> [PROBLEMA A] Riscrivi il passaggio del testo sull'astensionismo a partire da "Non è un caso" e terminando con "in cui vivono.", sostituendo "giovani" con "ragazzi".
> [PROBLEMA B] Prosegui il testo sull'astensionismo subito dopo l'ultima frase riportata.

> [BRANO DA LEGGERE]
Non è un caso se il culmine dell’astensionismo si raggiunga proprio adesso. Proprio ora che il mondo sembra ripiombato indietro di cinquant’anni. La pandemia, la guerra, la minaccia nucleare, l’inflazione, l’incertezza economica sono alla radice del disinteresse per le imminenti elezioni.
La sua crescita, soprattutto tra i giovani, indebolisce la partecipazione politica e corrode alla base i fondamenti democratici della società civile. E questo è un rischio che non si può assolutamente correre. I politici hanno il compito, anzi il dovere, di coinvolgere i cittadini ed aiutarli a saper decifrare questa nuova realtà; perché sono loro, in primis, a riflettere il contesto e i tempi in cui vivono.
Del resto, scrive oggi Gianmario Verona sul Corriere della Sera, “la politica da quando è nata, prima di essere arte di governo, è ricerca di consenso”.

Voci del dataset
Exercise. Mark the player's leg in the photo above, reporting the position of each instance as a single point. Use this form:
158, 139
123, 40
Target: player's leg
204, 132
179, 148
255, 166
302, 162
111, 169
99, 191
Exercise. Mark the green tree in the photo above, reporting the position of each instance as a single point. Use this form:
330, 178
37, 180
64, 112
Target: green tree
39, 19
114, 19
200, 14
...
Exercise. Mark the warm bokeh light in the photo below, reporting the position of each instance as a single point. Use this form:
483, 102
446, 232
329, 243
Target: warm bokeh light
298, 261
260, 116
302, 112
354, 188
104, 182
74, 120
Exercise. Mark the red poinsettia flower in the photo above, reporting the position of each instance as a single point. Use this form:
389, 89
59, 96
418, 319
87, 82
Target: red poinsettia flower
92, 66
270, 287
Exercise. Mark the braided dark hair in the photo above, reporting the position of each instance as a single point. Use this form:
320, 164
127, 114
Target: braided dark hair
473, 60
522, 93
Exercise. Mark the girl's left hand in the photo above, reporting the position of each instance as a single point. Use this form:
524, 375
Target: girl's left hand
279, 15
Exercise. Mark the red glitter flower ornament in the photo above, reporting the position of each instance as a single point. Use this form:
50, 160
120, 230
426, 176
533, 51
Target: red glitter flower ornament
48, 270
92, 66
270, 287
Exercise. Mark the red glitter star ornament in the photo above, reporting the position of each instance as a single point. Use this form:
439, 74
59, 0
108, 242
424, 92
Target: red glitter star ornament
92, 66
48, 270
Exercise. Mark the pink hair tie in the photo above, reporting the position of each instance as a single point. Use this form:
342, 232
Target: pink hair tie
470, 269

> [RISULTATO A]
Non è un caso se il culmine dell’astensionismo si raggiunga proprio adesso. Proprio ora che il mondo sembra ripiombato indietro di cinquant’anni. La pandemia, la guerra, la minaccia nucleare, l’inflazione, l’incertezza economica sono alla radice del disinteresse per le imminenti elezioni.
La sua crescita, soprattutto tra i ragazzi, indebolisce la partecipazione politica e corrode alla base i fondamenti democratici della società civile. E questo è un rischio che non si può assolutamente correre. I politici hanno il compito, anzi il dovere, di coinvolgere i cittadini ed aiutarli a saper decifrare questa nuova realtà; perché sono loro, in primis, a riflettere il contesto e i tempi in cui vivono.

> [RISULTATO B]
I politici, oggi, dovrebbero parlare agli elettori non banalizzando la complessità, ma mettendoli nelle condizioni di saperla interpretare; perché come ci insegna “il premio Nobel per la fisica Giorgio Parisi – scrive sempre Verona – deve essere affrontata accettandola e studiandola, anziché semplificandola limitandosi ad ascoltare messaggi superficiali”.
D’altro canto anche gli elettori hanno il compito di informarsi, attraverso gli incontri sul territorio per esempio, per essere consapevoli di affidare il proprio voto a chi saprà ben governare e gestire le sfide di un periodo storico internazionale non certo semplice. Perché una cosa è certa: il partito degli astenuti non siederà a Palazzo Chigi e non esprimere il voto equivale a rinunciare all’unica arma che si ha a disposizione per cambiare le cose.